> **What you should do**: Reproduce the records below word for word, leaving out the pictures.

Records pointing to named objects:
┄┄┄┄┄┄
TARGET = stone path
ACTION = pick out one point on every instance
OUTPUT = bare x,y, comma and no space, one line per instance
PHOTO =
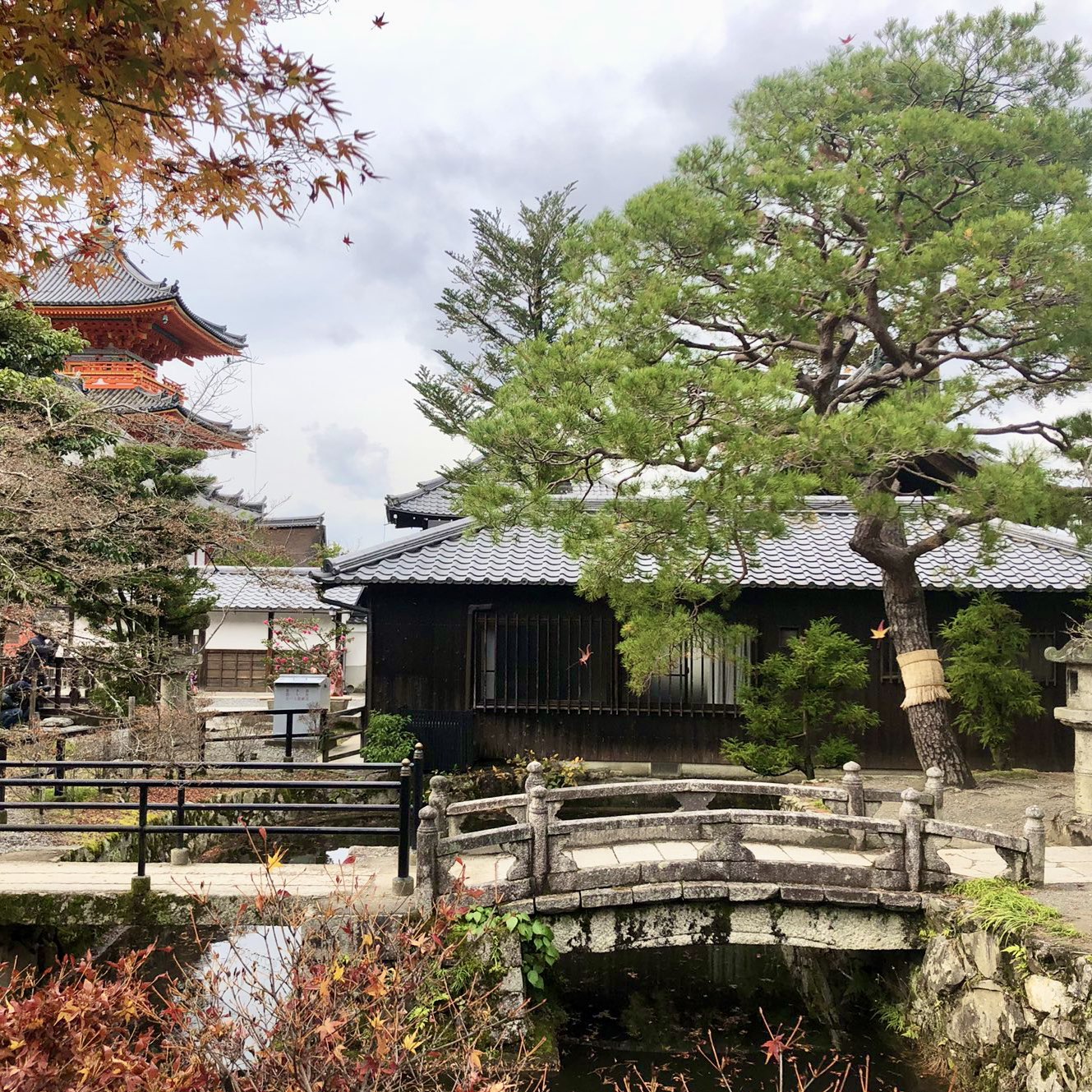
1065,864
369,877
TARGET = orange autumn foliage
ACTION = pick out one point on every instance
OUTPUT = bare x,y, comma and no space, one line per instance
94,1029
127,120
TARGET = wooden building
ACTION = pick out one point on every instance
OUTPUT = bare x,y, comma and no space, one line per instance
491,634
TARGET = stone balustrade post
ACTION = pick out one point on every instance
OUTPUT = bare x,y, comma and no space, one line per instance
428,865
534,779
912,819
854,784
439,797
935,784
538,818
1035,832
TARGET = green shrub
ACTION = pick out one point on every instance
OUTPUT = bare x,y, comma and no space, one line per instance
999,906
986,650
800,710
385,740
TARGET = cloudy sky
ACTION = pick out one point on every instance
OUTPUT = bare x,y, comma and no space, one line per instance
474,105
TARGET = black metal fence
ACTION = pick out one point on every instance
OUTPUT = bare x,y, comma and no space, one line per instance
136,777
448,737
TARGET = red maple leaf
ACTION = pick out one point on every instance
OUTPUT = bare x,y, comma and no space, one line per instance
774,1046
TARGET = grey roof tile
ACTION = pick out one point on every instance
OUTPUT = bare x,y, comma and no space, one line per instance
118,281
237,587
815,553
437,498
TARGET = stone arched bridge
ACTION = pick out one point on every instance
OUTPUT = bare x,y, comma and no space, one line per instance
826,873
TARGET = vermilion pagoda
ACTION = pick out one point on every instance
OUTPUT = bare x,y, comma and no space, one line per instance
133,325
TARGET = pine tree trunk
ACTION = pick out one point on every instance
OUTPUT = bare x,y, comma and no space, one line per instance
883,543
929,726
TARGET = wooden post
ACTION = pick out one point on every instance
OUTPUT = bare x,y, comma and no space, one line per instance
911,816
1035,832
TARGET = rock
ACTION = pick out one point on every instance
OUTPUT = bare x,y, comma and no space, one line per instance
1081,985
983,1018
1048,995
1039,1082
943,968
984,951
1064,1030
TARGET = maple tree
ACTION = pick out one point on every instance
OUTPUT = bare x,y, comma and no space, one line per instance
133,120
880,286
100,1029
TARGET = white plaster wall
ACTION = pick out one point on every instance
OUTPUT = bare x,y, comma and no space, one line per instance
356,657
236,630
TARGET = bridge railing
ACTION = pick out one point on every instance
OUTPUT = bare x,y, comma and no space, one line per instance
550,855
159,805
853,796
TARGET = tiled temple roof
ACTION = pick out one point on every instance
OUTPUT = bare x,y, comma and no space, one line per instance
815,553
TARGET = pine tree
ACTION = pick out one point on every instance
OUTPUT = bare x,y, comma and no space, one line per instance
986,647
505,292
846,298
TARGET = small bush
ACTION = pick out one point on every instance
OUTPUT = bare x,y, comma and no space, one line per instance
387,739
1001,908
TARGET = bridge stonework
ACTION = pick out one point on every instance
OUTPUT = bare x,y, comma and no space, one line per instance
716,856
726,922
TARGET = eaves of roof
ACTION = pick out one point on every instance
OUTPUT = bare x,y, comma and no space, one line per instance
813,553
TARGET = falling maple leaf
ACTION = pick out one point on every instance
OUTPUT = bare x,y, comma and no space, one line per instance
275,859
329,1028
586,654
774,1048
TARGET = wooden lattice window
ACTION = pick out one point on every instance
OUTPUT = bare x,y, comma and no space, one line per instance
235,670
569,661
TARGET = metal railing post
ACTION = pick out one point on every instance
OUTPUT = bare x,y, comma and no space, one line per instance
180,810
142,830
59,771
418,790
403,882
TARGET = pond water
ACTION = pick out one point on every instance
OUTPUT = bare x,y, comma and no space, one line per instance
694,1020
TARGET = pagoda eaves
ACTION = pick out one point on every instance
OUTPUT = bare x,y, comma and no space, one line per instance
133,325
122,308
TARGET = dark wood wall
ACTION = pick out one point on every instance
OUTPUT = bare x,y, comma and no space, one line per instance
418,643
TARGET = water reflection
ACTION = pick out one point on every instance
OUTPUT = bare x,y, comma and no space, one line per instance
242,981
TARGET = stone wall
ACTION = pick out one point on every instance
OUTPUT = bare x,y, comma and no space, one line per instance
1002,1015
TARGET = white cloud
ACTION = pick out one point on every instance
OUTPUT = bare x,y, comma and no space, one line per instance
473,104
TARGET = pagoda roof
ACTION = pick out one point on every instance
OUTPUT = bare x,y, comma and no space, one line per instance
205,431
118,283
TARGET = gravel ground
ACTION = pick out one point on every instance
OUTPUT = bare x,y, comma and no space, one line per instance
999,800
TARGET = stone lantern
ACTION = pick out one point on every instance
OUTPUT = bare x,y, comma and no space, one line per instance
1077,712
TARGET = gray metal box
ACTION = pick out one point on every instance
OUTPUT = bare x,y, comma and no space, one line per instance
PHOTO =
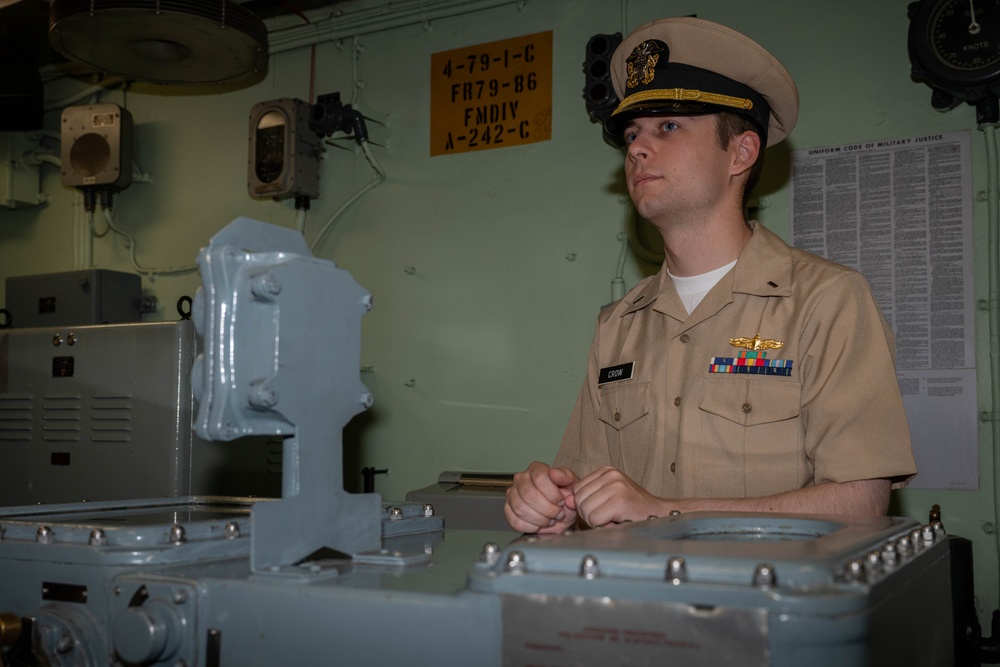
┄┄┄┄┄┄
> **Worked solution**:
TARGET = stone path
ACTION = pick out one point on every instance
OUTPUT = bare x,y, comma and no space, one line per instance
PHOTO =
1065,864
369,877
TARGET = orange autumn foliage
ACTION = pick out one point on every instance
OUTPUT = bare x,y, comma and no space, one line per instance
94,1029
127,120
TARGET = wooden building
ACTION = pick out one point on every instance
OUTPUT = bare x,y, comma and no space, one line per instance
491,634
TARGET = stone balustrade post
ACTION = pick out one point on every instance
OUTPUT = bare x,y, comma and no space, one line per instance
428,865
534,779
912,819
854,784
439,797
935,784
538,818
1035,832
TARGET = green shrub
ACTION = pick out one point on every instance
OUTPUT = bare x,y, comma and no space, one line per instance
999,906
986,650
800,710
385,740
TARGET = cloudy sky
ACTION = pick out one point on every instance
OUTPUT = bare x,y, comma and no space, one line per instance
474,105
TARGET = black metal fence
ACTION = pick out one point on every instance
OUTPUT = bare x,y, comma and no space, one line per instance
136,777
448,737
TARGET = red maple leaf
ACTION = pick out one point on every instance
OUTPUT = bare x,y, comma and no space, one line per instance
774,1046
TARGET = grey roof tile
ACTION = pick out one point on every instance
OUTPUT = bare x,y, comma and no space, one line per instance
118,281
237,587
815,553
437,498
TARGET = stone arched bridge
ACTION = pick out one point on every instance
OUTPUT = bare x,y, comma and no space, one line per instance
826,873
TARGET = vermilion pagoda
ACTION = pick out one point on every instance
OUTPUT = bare x,y, comma and no space, one line per instance
133,325
TARGET = pine tree trunk
ACTION = pick out one point on every instance
OUTPUT = bare x,y, comma and no space, one line per instance
883,543
929,726
TARGET = wooden post
ACTION = pick out one point on every instance
OUTPUT = bare x,y, comma and no space, one line per instance
911,816
1035,832
TARGET = rock
ACTION = pick out one point on every instance
OUTPUT = bare x,y, comma and no space, one line per instance
1081,985
983,1018
1048,995
1039,1082
943,968
984,951
1064,1030
TARGET = maple tree
ACTION = pick out one point on every instance
OUTPUT = bare x,y, comma and no space, one line per instance
133,120
880,286
100,1029
TARGET = white plaster wall
ACTION = pick out one point on every instance
OUTPUT = bare x,y, comma and no space, one line per instance
356,657
236,630
TARGET = bridge railing
ACTION = pick out one point on every instance
OUTPUT = bare x,y, comma and no space, one line per instance
550,855
159,805
853,796
TARGET = tiled temple roof
ACTION = pick out one point on every instance
OUTPUT = bare x,y, comma and no space, one line per instance
815,553
TARGET = pine tree
ACTION = pick out one point on every instance
OUTPUT = bare x,y, comma and no space, one line per instance
986,647
505,292
846,298
TARGET = small bush
ACTION = pick out one point on every instance
OUTPUT = bare x,y, comma and no space, one line per instance
387,739
1001,908
TARGET = bridge stonework
ACTION = pick out one point on every instance
OUTPUT = bare x,y, comma and no space, one line per instance
716,856
726,922
TARGET = eaves of roof
ACTION = pick out one point on every instance
OUTPUT = bare x,y, comma and no space, one line per instance
813,553
TARGET = falling maple leaf
ACTION = pick out one point on every instance
OUTPUT = bare x,y, comma and no space, one line per instance
275,859
329,1028
586,654
774,1048
TARGET = wooden lattice window
ACTION = pick out one point on every instance
OUTPUT = bare x,y, comma and no space, one line per instance
235,670
569,661
TARGET = metal railing post
ACTION = pick out one point on every instance
OUTPUT = bare x,y, comma and no space, one line per instance
180,810
142,830
59,771
418,790
403,882
TARGET = pond water
ACTION = pick out one point on every instance
OUTPUT = bare x,y, comma and no space, one line per instance
694,1020
TARGET = pagoda eaves
ACTION = pick out one point on every instance
OUTPUT = bare x,y, comma and no space, one line per instance
133,325
122,308
TARGET = dark wood wall
ACTION = pick out one point on every instance
OUTPUT = bare x,y, comma and no space, one line per instance
418,643
TARGET = water reflection
ACTION = pick out one point on every instance
OUTPUT = bare x,y, comma and no space, one line per instance
242,981
TARGET = stone wall
ACTION = pick out one point on every instance
OUTPUT = bare x,y, comma and no space, one line per instance
1002,1015
TARGET = white cloud
ACTION = pick out one point on every instance
OUTPUT = bare x,y, comma and no space, one line per instance
473,104
TARGET = pagoda roof
ACTION = pick out one point on every instance
OUTPUT = bare x,y, comma and no space, one line per instance
205,431
118,283
TARGET = gravel ground
ACTION = pick out one point on every instance
OUTPUT = bare x,y, comma and no space, one line per instance
999,800
TARGET = stone lantern
ACTION = pick out one point on every instance
OUTPUT = bare x,y, comma and no space, one line per instance
1077,712
TARGET = gray metal box
ACTION = pick out one point on every instance
OUTPUT = bare x,y, comma and no space, one line per instance
PHOTO =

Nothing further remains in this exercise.